> [Problema 1] Enumera, sin repetir ninguna, todas las expresiones que el texto sobre Rusia y Europa pone entre comillas angulares (« »).
> [Problema 2] Prosigue el texto sobre Rusia y Europa a partir de su última oración.

> [Texto del documento]
^^^^
En lugar de un completo análisis de cómo las experiencias históricas de Rusia se relacionan con las de «Europa», me gustaría presentar más bien dos enfoques teóricos que pueden ayudar a orientarse en este terreno tan controversial. En primer lugar está la teoría de la división cultural entre Occidente y Oriente presentada por el difunto Martin Malia. Malia pone en duda la existencia de una clara línea que divida «Occidente» de «Oriente». Supone, en cambio, que existe una gradación más suave que puede ser experimentada por quienes atraviesan el esencialmente unificado continente euroasiático en dirección al este. La segunda teoría, desarrollada por Maria Todorova, establece una «sincronicidad relativa en el marco de un desarrollo de longue durée (larga duración)». Al situar diversos nacionalismos europeos en una estructura unificada de modernidad, Todorova evita el discurso del «atraso» y define «Oriente» –Europa oriental, los Balcanes y Rusia– como parte de un espacio europeo común1.
^^^^
> [Registros proporcionados]
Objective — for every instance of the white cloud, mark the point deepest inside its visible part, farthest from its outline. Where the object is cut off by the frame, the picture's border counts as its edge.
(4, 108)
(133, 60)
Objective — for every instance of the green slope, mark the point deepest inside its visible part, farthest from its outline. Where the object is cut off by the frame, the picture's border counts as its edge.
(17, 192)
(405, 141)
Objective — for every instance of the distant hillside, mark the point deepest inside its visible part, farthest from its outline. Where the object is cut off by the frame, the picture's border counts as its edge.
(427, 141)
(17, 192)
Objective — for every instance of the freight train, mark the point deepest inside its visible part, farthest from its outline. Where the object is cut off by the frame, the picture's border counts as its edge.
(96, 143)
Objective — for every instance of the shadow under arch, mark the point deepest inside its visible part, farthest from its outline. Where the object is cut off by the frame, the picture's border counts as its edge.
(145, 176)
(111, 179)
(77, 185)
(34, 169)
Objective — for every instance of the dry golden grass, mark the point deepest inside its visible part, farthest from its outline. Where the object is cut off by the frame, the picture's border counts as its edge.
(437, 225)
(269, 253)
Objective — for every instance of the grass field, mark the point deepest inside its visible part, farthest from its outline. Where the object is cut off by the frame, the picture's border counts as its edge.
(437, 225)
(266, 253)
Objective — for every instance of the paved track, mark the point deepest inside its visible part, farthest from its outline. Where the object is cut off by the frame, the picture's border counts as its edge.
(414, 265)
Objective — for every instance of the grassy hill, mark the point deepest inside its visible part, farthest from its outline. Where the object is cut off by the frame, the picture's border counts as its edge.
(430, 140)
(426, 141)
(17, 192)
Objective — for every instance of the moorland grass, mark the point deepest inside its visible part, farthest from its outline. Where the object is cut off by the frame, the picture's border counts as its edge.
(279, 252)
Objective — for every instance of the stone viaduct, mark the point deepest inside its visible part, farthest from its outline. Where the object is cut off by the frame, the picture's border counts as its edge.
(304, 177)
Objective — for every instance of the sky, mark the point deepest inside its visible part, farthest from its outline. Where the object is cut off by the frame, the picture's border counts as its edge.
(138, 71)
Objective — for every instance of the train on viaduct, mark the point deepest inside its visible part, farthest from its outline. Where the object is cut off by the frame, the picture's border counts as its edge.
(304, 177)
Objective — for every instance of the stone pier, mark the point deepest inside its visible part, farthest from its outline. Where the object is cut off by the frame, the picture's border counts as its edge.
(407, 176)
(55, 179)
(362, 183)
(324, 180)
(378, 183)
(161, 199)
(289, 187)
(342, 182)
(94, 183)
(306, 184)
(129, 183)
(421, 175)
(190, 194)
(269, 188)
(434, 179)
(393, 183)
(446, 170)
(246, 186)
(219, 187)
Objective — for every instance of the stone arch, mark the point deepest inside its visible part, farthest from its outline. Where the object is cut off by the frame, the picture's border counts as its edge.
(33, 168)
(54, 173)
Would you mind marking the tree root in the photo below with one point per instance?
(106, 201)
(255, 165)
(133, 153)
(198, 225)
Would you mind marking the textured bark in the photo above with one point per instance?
^^^^
> [Respuesta 1]
- «Europa»
- «Occidente»
- «Oriente»
- «sincronicidad relativa en el marco de un desarrollo de longue durée (larga duración)»
- «atraso»

> [Respuesta 2]
Ambas teorías ponen el acento en el carácter fundamentalmente europeo de Rusia y ninguna discute la posición periférica del país. La relativa subalternidad de Rusia con respecto a Europa parece inevitable simplemente porque nunca ha generado su propia visión de la modernidad, sino que ha adoptado una visión europea. De aquí surgió un dilema persistente que los intelectuales rusos –la llamada intelligentsia– han sufrido durante los últimos 200 años. Según el historiador estadounidense Alan Pollard, «los elementos que constituían su conciencia eran en su mayoría productos occidentales. Así que precisamente esas cualidades de la intelligentsia que le dieron la capacidad de comprender –es decir, lo que constituye su esencia– distanciaron a este grupo de la realidad de la vida en el país, la cual precisamente tenían que retratar»2.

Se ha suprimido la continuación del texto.